* Records for processing:

— begin —

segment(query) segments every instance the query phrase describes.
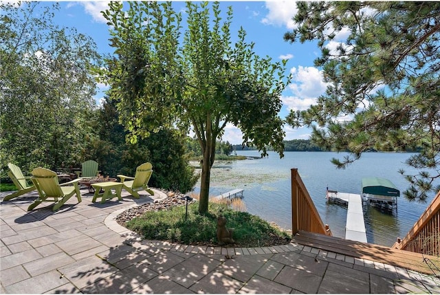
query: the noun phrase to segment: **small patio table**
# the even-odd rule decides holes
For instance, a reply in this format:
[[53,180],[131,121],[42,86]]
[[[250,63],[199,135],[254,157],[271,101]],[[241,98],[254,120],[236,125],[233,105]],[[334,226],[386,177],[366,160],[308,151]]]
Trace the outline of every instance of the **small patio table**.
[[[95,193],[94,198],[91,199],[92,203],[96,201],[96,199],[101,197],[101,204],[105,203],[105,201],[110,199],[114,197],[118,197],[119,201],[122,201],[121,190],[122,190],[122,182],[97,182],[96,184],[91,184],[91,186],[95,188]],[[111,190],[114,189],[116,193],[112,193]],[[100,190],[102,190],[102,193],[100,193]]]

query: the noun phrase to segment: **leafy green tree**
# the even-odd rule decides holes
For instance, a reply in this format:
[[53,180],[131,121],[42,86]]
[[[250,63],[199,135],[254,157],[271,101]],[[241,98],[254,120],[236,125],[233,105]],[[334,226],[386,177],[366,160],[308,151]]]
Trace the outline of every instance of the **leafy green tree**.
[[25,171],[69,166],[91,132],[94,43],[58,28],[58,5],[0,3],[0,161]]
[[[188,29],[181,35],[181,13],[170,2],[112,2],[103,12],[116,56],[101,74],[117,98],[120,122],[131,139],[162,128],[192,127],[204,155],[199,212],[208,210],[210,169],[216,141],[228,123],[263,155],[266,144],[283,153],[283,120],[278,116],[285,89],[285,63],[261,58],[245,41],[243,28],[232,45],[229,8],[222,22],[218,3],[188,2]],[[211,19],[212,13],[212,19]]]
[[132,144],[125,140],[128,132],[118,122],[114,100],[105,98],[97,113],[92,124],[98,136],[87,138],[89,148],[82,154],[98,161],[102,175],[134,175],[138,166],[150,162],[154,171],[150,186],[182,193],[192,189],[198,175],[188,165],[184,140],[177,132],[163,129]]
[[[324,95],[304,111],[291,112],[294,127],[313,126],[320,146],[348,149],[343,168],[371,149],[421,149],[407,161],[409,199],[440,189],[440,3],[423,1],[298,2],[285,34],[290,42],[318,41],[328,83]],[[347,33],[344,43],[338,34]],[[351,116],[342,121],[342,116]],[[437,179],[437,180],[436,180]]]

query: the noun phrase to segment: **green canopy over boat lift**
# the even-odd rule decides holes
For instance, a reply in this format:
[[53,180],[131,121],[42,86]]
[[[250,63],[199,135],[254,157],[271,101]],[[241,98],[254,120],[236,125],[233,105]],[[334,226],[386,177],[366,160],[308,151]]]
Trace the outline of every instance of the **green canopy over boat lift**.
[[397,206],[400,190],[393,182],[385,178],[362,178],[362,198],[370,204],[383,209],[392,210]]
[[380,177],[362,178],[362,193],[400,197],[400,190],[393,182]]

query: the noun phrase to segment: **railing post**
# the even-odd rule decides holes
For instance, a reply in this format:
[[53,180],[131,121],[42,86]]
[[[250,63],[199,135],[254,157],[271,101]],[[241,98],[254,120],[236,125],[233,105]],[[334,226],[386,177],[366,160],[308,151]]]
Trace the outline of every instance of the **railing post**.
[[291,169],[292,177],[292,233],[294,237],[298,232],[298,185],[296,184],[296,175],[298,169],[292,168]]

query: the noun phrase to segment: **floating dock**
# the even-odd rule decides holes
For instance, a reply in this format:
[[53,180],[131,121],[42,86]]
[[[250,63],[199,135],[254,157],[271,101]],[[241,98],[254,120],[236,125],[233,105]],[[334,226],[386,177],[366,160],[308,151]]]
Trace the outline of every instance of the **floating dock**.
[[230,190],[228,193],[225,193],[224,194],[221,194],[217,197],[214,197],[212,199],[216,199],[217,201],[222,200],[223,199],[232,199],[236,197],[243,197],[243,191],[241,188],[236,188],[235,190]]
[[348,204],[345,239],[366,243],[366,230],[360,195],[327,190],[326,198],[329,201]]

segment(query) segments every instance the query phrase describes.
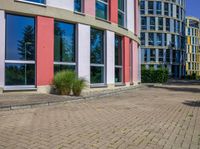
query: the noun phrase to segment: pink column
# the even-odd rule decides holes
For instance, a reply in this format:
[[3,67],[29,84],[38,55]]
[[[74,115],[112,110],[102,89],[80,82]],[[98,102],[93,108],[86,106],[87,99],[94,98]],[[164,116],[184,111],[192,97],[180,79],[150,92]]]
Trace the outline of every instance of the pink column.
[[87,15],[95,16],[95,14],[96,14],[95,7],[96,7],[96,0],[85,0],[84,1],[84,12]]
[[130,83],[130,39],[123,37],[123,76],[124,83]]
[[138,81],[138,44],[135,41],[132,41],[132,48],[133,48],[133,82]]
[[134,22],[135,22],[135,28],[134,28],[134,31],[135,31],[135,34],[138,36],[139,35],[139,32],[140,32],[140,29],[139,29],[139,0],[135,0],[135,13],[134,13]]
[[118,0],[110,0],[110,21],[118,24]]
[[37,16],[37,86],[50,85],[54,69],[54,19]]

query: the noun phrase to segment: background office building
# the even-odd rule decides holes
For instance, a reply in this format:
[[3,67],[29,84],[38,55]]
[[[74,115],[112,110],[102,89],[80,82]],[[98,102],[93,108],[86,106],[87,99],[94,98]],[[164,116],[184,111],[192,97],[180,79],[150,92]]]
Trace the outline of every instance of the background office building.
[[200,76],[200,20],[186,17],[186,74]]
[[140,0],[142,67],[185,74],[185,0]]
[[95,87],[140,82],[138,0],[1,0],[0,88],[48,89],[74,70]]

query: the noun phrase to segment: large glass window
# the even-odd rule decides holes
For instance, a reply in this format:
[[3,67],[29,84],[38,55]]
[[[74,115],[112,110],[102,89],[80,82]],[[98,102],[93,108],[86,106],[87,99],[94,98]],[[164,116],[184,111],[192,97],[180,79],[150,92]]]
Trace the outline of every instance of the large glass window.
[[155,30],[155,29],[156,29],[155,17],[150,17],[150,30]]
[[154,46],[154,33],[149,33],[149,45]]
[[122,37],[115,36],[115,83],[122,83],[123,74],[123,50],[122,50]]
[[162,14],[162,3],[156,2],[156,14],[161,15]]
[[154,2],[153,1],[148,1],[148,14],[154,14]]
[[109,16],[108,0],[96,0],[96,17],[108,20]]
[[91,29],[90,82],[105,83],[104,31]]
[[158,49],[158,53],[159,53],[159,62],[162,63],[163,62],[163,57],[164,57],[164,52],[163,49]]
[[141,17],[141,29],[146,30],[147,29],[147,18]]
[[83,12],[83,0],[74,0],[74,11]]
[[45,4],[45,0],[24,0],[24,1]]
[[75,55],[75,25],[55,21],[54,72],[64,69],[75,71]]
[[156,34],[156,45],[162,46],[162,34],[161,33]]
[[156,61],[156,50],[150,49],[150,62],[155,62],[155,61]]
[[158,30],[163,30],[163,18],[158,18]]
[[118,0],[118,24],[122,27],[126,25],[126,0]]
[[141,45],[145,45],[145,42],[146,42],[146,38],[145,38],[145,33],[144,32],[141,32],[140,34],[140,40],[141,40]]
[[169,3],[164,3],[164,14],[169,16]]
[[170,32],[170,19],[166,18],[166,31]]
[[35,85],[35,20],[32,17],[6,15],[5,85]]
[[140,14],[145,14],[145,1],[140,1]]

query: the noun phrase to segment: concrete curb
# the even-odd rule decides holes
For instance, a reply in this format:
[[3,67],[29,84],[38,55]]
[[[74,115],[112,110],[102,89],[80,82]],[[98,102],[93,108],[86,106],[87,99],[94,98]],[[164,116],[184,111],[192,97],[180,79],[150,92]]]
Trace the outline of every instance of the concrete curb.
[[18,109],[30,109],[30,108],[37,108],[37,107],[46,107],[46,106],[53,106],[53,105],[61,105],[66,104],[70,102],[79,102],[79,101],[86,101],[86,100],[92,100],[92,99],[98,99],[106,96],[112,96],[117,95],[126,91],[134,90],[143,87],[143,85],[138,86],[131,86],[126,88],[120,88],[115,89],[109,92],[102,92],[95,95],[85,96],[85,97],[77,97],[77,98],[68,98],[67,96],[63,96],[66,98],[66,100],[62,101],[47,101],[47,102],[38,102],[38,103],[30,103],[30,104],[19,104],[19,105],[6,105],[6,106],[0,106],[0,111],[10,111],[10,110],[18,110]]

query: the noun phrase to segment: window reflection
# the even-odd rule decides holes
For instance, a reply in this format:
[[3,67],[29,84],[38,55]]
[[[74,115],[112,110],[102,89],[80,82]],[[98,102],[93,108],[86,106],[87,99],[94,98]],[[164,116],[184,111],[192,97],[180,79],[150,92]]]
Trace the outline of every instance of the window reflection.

— end —

* Exercise instructions: Arrange the records from the line with "query: the noun phrase to segment: window" through the end as a JSON list of strings, one string per line, leaving out blank lines.

* Response to this exercise:
[
  "query: the noun phrase to segment: window reflection",
  "# the even-odd rule decides holes",
  "For instance, a reply in this format:",
  "[[3,67],[29,84],[38,55]]",
  "[[[74,115],[112,110],[102,89],[80,82]],[[98,102],[93,108],[86,106],[87,99],[94,98]],[[164,116],[184,111],[192,97],[180,79],[150,92]]]",
  "Trace the outline of every instance of the window reflection."
]